What the task asks | In the article on why the world is broken, which book by Gregory Koukl is quoted?

Given text |

Apologetics: Why is the world broken?

By Rob Phillips

Nearly everyone admits the world is broken, at least to some extent. There’s a disconnect between “what is” and “what ought to be.”

People pursue happiness, only to die sad and alone.

Our stuff wears out, loses its luster, or gets stolen.

Buses run late, baristas can’t make a decent latte, and the wrong team wins the Super Bowl.

Worse, evil runs rampant. ISIS bombs innocent concert-goers. Governments starve their people, even in resource-rich countries. Twitter wars trash reputations.

And on it goes. When we stop to ask our friends why they believe the world is broken, we get a variety of opinions.

Some say the existence of evil proves there is no God – at least not a benevolent, all-powerful deity. But as Gregory Koukl points out in The Story of Reality, “getting rid of God because bad things happen, though an understandable impulse, does not solve anything. It neither explains the world’s brokenness nor helps us repair it.”

Many who hold a naturalistic worldview, which argues that the material world is all that exists, say that the world is exactly the way it’s supposed to be. Yes, it’s broken, but what do you expect from a universe that runs on blind processes and survives by chance and adaptation?

Noted atheist Richard Dawkins explains it like this: “In a universe of blind physical forces and genetic replication, some people are going to get hurt, and other people are going to get lucky; and you won’t find any rhyme or reason to it, nor any justice. The universe we observe has precisely the properties we should expect if there is at the bottom, no design, no purpose, no evil and no good. Nothing but blind pitiless indifference.”

Extracted data |

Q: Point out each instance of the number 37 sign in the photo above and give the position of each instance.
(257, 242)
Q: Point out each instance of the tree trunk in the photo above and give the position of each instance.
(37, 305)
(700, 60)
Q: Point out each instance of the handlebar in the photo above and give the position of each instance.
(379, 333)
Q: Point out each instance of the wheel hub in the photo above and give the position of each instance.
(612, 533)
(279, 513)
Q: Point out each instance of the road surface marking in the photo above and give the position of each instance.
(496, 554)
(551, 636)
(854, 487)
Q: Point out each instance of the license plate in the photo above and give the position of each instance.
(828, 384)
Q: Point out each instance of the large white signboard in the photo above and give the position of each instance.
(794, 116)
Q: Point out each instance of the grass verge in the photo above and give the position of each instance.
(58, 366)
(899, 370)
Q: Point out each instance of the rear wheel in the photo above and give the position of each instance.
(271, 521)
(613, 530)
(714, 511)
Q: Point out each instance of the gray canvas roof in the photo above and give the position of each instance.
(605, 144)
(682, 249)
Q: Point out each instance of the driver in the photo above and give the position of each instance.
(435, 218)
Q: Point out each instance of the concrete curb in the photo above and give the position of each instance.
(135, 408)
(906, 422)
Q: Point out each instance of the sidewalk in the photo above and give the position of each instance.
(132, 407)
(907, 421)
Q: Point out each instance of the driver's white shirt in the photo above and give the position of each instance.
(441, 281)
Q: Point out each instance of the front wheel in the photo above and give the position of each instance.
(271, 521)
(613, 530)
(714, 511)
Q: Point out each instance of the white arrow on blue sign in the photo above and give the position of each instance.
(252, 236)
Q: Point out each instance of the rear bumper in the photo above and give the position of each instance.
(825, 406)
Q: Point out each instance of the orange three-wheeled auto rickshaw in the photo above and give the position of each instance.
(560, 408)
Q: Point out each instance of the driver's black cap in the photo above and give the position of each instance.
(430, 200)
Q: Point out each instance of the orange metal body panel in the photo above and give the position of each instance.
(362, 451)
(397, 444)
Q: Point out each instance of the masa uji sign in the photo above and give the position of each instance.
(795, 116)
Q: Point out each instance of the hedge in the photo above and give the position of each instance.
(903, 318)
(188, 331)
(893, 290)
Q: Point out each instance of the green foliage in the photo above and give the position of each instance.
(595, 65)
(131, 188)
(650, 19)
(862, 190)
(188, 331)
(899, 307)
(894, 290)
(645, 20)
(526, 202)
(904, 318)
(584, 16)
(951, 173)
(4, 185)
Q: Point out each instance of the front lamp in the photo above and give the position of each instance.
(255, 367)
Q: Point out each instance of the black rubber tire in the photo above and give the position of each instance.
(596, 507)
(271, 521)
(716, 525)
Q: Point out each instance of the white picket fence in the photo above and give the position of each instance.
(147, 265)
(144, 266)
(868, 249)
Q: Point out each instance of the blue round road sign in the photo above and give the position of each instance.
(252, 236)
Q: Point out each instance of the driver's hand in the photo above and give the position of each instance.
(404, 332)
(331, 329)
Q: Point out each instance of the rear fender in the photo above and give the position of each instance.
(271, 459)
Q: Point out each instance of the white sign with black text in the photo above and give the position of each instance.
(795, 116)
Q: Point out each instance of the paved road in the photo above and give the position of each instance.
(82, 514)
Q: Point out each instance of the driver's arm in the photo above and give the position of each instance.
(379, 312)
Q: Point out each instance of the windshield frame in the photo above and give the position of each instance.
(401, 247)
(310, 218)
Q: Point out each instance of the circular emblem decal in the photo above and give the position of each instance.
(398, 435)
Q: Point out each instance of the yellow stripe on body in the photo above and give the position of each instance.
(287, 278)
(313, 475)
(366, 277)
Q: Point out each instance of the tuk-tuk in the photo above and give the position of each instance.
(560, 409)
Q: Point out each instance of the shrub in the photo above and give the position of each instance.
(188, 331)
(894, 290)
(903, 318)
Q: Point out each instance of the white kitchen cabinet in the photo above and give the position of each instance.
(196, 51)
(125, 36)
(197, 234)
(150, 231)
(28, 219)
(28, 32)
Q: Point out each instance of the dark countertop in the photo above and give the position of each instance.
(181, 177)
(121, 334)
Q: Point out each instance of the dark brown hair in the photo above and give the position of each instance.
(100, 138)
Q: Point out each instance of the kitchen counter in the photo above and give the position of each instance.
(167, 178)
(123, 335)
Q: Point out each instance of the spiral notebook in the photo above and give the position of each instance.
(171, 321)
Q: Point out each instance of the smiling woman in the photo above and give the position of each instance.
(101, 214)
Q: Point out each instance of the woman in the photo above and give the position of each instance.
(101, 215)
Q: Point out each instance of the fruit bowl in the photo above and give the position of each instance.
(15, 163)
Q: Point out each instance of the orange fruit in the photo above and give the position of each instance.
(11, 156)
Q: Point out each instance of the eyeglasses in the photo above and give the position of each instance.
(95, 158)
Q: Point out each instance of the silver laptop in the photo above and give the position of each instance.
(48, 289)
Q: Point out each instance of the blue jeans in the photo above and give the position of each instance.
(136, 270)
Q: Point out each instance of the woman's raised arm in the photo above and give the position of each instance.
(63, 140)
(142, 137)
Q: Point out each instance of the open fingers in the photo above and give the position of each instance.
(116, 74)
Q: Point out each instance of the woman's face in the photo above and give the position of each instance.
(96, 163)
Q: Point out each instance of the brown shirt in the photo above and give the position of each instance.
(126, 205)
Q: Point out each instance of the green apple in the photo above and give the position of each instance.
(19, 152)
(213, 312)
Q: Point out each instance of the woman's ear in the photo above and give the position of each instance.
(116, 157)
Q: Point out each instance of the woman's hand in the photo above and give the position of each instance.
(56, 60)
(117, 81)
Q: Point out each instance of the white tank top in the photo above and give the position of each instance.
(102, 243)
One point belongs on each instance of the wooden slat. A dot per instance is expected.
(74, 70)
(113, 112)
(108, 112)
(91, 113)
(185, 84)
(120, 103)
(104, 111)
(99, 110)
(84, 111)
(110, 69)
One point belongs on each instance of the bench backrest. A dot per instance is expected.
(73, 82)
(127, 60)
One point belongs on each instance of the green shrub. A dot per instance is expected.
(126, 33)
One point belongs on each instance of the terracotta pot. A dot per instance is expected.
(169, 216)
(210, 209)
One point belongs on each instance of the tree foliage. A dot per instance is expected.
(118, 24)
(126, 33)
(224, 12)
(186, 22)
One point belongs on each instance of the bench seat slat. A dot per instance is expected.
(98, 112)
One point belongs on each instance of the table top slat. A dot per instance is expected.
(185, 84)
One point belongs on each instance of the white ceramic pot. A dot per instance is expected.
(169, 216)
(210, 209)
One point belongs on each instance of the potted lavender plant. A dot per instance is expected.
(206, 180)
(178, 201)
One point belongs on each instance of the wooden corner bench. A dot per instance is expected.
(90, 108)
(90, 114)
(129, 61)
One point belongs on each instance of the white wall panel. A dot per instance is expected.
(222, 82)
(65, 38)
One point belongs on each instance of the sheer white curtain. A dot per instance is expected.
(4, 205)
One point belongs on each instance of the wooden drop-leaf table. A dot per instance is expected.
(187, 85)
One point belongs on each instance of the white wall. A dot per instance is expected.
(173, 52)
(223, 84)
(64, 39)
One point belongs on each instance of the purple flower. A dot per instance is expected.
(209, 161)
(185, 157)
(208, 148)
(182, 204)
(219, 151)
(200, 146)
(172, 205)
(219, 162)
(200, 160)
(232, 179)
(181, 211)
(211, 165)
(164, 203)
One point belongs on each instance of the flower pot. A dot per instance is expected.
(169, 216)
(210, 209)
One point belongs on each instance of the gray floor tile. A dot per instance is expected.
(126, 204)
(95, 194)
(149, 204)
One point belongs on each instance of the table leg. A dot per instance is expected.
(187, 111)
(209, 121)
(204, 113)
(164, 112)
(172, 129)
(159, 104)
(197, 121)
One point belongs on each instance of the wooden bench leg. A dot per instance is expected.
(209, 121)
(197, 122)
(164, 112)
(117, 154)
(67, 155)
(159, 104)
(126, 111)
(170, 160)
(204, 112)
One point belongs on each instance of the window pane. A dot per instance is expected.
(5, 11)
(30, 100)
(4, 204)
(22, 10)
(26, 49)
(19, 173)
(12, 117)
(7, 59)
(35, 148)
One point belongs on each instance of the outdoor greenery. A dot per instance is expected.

Written solution | The Story of Reality